- Do this
Reproduce the material from the line containing "Task: point out the pile" through the end of the material, both ends included, keeping the requests and offsetting every coordinate in the answers by adding 43 to it. Omit the pictures from your reply.

- Data for this exercise
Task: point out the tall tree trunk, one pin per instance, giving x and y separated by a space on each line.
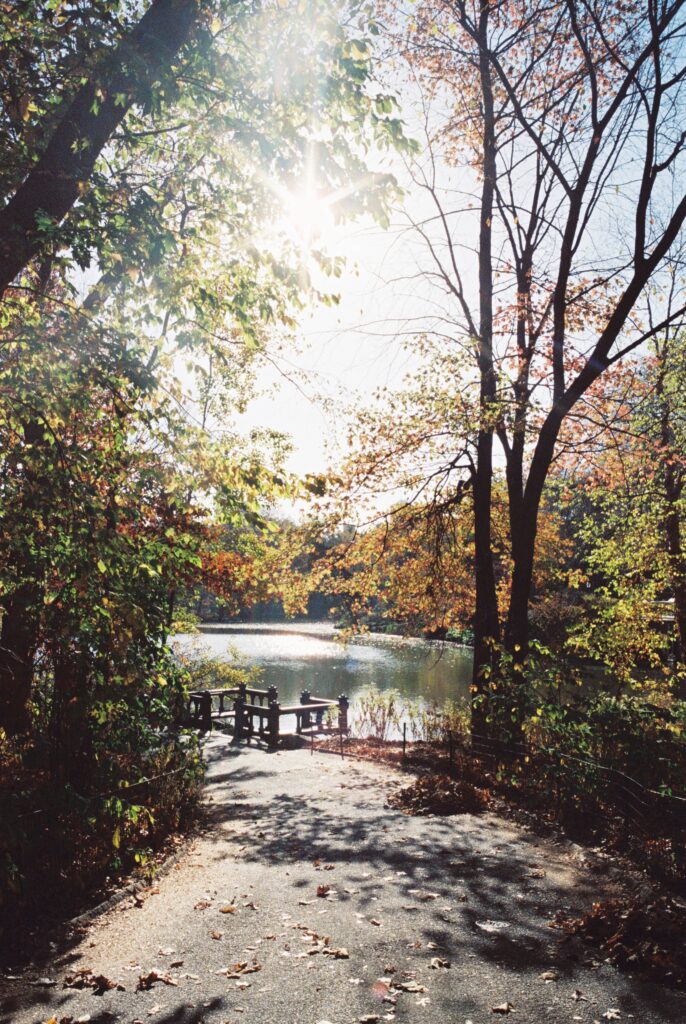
523 541
18 639
55 180
486 626
672 525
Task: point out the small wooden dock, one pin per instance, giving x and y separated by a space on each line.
249 713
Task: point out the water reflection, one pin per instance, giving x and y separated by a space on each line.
305 656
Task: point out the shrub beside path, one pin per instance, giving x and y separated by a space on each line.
309 900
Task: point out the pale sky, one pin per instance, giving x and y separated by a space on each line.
349 350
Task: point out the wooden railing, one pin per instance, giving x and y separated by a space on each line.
258 713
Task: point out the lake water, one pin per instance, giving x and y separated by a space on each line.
303 655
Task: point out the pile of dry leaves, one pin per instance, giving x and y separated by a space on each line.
440 795
646 936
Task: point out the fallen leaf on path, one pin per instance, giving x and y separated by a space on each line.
145 981
411 986
86 979
237 970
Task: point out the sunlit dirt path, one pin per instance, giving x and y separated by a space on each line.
405 898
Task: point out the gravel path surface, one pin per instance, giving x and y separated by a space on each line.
405 898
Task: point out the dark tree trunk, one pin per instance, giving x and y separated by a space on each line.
523 542
18 639
677 571
56 179
486 626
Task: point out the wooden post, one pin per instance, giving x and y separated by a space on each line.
343 705
240 719
206 711
304 719
272 722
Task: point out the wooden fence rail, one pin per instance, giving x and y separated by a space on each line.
258 713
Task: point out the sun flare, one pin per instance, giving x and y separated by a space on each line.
309 217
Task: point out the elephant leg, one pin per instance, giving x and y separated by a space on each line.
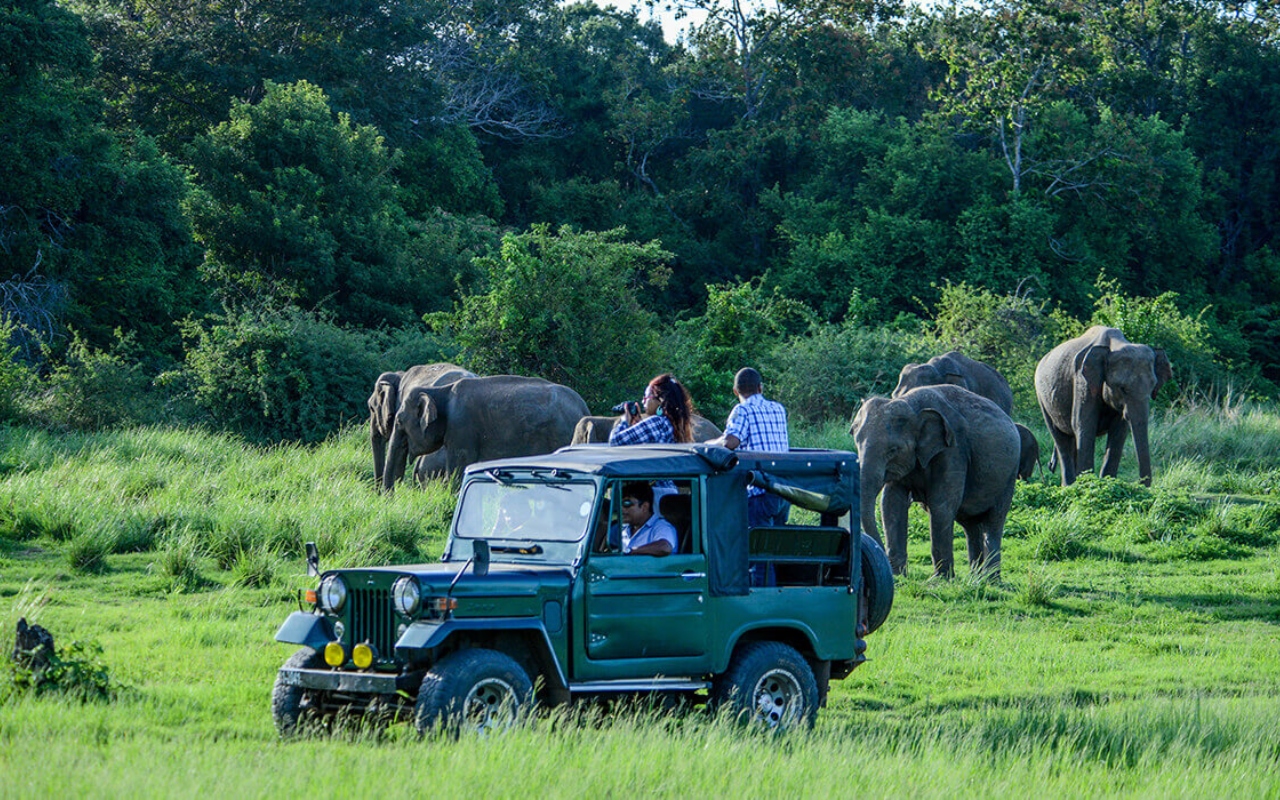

- Complete output
Task: point out the pile of dry leaves, one pin per instance, giving x and y separated by a space on each line.
483 838
689 979
Task: point out the fallen leaf on path, one pin per instance, giving x and y separated by a space on each line.
188 1024
454 1029
129 1022
280 1013
Task: point out the sunlit dirt path, one pin per instance, giving x and y separated by a space on each line.
448 941
Task: point out the gravel path surface, one pin per instance, giving x and y separated by a space on each line.
448 941
Task: point out the dark tree trunk, one pin per instance, giving x and y separated by a space on each line.
566 585
61 682
720 614
99 222
529 669
Task: point out the wooden post, one pin per instance, giving x and y separated by a space on each line.
386 748
283 762
249 754
347 762
315 765
Task: point out the wooden fence rail, one pin per instance, giving x and y separated by a space on each line.
301 756
Task: point out the sun flare, one pin per instance, giving x and y separated by a space on each line.
352 260
Task: point out the elephant leg, one pin per instance, giving x and y separated by a space on each line.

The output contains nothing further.